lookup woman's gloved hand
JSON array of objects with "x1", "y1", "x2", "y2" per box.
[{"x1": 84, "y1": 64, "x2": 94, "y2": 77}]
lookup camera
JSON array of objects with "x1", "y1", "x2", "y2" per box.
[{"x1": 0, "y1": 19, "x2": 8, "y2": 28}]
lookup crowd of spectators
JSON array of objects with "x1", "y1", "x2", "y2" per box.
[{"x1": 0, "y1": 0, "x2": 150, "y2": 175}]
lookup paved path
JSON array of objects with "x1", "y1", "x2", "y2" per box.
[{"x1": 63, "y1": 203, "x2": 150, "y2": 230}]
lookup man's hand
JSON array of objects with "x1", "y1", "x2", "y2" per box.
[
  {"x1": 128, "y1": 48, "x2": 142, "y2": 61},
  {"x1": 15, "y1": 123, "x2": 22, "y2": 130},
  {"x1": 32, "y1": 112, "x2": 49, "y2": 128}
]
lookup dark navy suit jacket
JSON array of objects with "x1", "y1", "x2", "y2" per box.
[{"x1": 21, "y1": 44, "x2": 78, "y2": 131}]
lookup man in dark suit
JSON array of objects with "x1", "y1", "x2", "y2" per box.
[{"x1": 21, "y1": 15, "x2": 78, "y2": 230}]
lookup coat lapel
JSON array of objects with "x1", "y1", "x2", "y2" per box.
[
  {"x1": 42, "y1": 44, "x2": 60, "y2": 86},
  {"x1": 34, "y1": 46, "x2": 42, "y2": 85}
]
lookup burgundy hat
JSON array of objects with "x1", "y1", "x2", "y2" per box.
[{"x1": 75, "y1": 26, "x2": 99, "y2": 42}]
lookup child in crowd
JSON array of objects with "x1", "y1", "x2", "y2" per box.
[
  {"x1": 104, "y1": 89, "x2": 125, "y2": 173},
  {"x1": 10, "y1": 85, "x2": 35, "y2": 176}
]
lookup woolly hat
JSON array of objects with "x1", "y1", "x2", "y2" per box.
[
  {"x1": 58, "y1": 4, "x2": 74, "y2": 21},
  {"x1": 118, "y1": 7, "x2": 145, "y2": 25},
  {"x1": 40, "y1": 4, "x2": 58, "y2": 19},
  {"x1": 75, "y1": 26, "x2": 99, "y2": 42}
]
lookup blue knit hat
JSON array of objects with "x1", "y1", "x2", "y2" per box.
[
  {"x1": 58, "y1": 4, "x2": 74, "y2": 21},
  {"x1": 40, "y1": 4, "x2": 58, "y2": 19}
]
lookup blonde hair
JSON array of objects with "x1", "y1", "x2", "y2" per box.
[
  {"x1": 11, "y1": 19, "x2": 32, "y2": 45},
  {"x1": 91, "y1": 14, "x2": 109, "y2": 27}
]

──────────

* [Set task] Could you rewrite all the entries above, replacing every "lookup" with "locate" and leaving everything else unchanged?

* [Exercise output]
locate woman's gloved hand
JSON array of objects with "x1", "y1", "x2", "y2" per box.
[{"x1": 84, "y1": 64, "x2": 94, "y2": 77}]
locate camera
JSON array of objects with "x1", "y1", "x2", "y2" per box.
[{"x1": 0, "y1": 19, "x2": 8, "y2": 28}]
locate crowd of spectators
JSON array of objects with "x1", "y1", "x2", "y2" per box.
[{"x1": 0, "y1": 0, "x2": 150, "y2": 175}]
locate paved path
JSON array of objects with "x1", "y1", "x2", "y2" per box.
[{"x1": 63, "y1": 203, "x2": 150, "y2": 230}]
locate man's hand
JSON array of objects with "x1", "y1", "x2", "y2" per box.
[
  {"x1": 128, "y1": 48, "x2": 142, "y2": 61},
  {"x1": 15, "y1": 123, "x2": 22, "y2": 130},
  {"x1": 32, "y1": 112, "x2": 49, "y2": 128}
]
locate dark navy suit jacket
JSON array of objects with "x1", "y1", "x2", "y2" per box.
[{"x1": 21, "y1": 44, "x2": 78, "y2": 131}]
locate man in dark suit
JSON array of objects with "x1", "y1", "x2", "y2" per box.
[{"x1": 21, "y1": 15, "x2": 78, "y2": 230}]
locate coat lapel
JSON array of objects with "x1", "y1", "x2", "y2" per box.
[
  {"x1": 42, "y1": 44, "x2": 60, "y2": 86},
  {"x1": 34, "y1": 46, "x2": 42, "y2": 85}
]
locate burgundy hat
JSON array of objects with "x1", "y1", "x2", "y2" per box.
[{"x1": 75, "y1": 26, "x2": 99, "y2": 42}]
locate child in crowd
JSON array of objects with "x1", "y1", "x2", "y2" per box.
[
  {"x1": 104, "y1": 89, "x2": 125, "y2": 173},
  {"x1": 10, "y1": 85, "x2": 35, "y2": 176}
]
locate woolly hat
JSON array of objects with "x1", "y1", "x2", "y2" per box.
[
  {"x1": 58, "y1": 4, "x2": 74, "y2": 21},
  {"x1": 118, "y1": 7, "x2": 145, "y2": 25},
  {"x1": 40, "y1": 4, "x2": 58, "y2": 19},
  {"x1": 75, "y1": 26, "x2": 99, "y2": 42}
]
locate blue knit hat
JSON array of objects with "x1", "y1", "x2", "y2" per box.
[
  {"x1": 58, "y1": 4, "x2": 74, "y2": 21},
  {"x1": 40, "y1": 4, "x2": 58, "y2": 19}
]
locate blonde hair
JSON array of objects with "x1", "y1", "x2", "y2" per box.
[
  {"x1": 11, "y1": 19, "x2": 32, "y2": 45},
  {"x1": 91, "y1": 14, "x2": 109, "y2": 27}
]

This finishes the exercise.